Exercise directions: All entries below are to be returned exactly, with pictures left out.

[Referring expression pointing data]
BEGIN

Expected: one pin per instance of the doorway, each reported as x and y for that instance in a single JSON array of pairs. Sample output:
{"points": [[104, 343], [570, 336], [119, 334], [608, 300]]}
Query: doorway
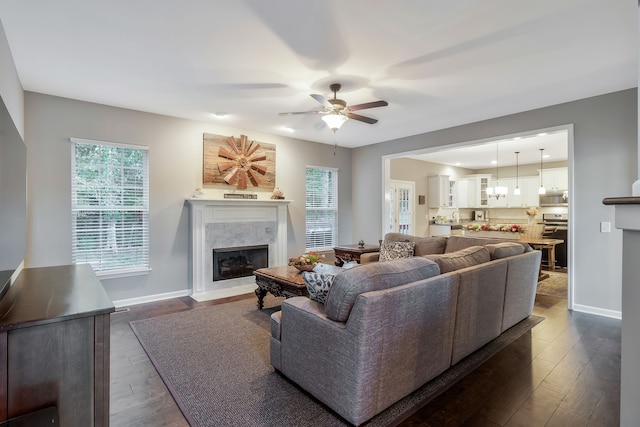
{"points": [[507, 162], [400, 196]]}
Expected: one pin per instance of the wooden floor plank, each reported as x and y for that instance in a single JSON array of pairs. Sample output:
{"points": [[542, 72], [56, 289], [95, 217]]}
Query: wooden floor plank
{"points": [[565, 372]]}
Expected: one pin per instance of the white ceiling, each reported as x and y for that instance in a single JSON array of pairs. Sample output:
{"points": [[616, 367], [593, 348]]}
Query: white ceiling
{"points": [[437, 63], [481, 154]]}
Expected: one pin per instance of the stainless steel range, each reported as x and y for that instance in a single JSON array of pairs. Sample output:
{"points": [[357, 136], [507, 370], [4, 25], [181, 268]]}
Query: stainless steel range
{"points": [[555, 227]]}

END

Answer box:
Expected: one pin per instance of the doorway, each reported as x and y for that instance in a single JSON array of pairs. Sample output:
{"points": [[104, 343], [570, 336], [119, 334], [608, 300]]}
Query: doorway
{"points": [[507, 162], [400, 196]]}
Expected: one pin per instance of the wooden floor plank, each reported as x and y for that instance in a single JSON array of pairs. Sample output:
{"points": [[542, 72], [56, 289], [95, 217]]}
Query: wooden floor plank
{"points": [[565, 372]]}
Expected: one pin per instance of the white ceiling, each reported as x and y for that instance in a single JSON array of pairs. Sample output:
{"points": [[616, 367], [593, 348]]}
Query: white ceiling
{"points": [[437, 63], [481, 154]]}
Expected: one pin per instance of the stainless steel range, each reported as x and y for that instance in a single JSON array of pairs. Sample output:
{"points": [[357, 136], [507, 370], [4, 25], [181, 268]]}
Query: stainless steel range
{"points": [[555, 227]]}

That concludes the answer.